- [TASK OBJECTIVE]: Can you lay out the material below as a Markdown table with a "No." column for the row number and a "Text" column for the line, leaving out blank lines?

____________

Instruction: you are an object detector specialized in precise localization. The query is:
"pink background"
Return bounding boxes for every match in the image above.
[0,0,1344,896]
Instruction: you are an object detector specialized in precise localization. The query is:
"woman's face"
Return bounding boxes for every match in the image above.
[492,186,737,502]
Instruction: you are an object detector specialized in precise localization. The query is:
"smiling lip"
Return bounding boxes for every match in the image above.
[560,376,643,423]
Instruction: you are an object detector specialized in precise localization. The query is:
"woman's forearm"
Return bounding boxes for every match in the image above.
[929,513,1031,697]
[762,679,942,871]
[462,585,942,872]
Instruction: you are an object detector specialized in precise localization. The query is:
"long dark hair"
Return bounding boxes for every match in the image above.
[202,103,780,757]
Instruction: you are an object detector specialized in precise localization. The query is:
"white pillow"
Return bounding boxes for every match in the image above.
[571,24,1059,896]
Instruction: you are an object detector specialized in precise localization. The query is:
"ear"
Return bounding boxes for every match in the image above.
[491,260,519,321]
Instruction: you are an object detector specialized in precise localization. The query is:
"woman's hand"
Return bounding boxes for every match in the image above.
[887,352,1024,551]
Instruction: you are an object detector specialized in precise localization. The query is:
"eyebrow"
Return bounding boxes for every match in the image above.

____________

- [COMPLETE RESPONSE]:
| No. | Text |
|---|---|
| 1 | Instruction: you are an object detector specialized in precise localization. The query is: |
| 2 | "pink background" |
| 3 | Return bounding boxes for every match in the image above. |
| 4 | [0,0,1344,896] |
| 5 | Instruction: you are an object detector specialized in precise localization. The query is: |
| 6 | "woman's face" |
| 7 | Return bounding boxes for every match in the image above. |
| 8 | [492,186,737,502] |
| 9 | Instruction: you are an object detector specialized in precise localization. The query is: |
| 10 | "smiling lip" |
| 11 | Return bounding boxes for every match in the image above. |
| 12 | [560,376,643,423] |
| 13 | Instruction: you are an object detector specialized in precise localization. The query is: |
| 14 | "woman's forearm" |
| 15 | Return bounding boxes for every match in the image above. |
| 16 | [929,513,1031,697] |
| 17 | [762,679,942,871] |
| 18 | [462,585,942,872] |
| 19 | Instruction: you are an object detector specialized in precise localization. The query is: |
| 20 | "long dark hair" |
| 21 | Return bounding boxes for every match in the image above. |
| 22 | [202,103,780,757] |
| 23 | Instruction: you are an object detector specialized in precise localization. The query is: |
| 24 | "white pillow" |
| 25 | Return bounding boxes for every match in the image above. |
| 26 | [571,24,1059,896] |
| 27 | Instruction: you are an object detector specialized in precise localization. The query is: |
| 28 | "ear" |
| 29 | Return bounding boxes for every match in the image above. |
| 30 | [491,260,519,321] |
| 31 | Instruction: you are an object detector specialized in precise localization. The query is: |
| 32 | "woman's hand" |
| 33 | Return bounding boxes for every match in the image above. |
| 34 | [887,352,1024,551] |
| 35 | Instruction: you are an object detector specialized in precise localization. The query is: |
| 36 | "eyebrow" |
| 37 | Return bounding boxes for every match in the image above. |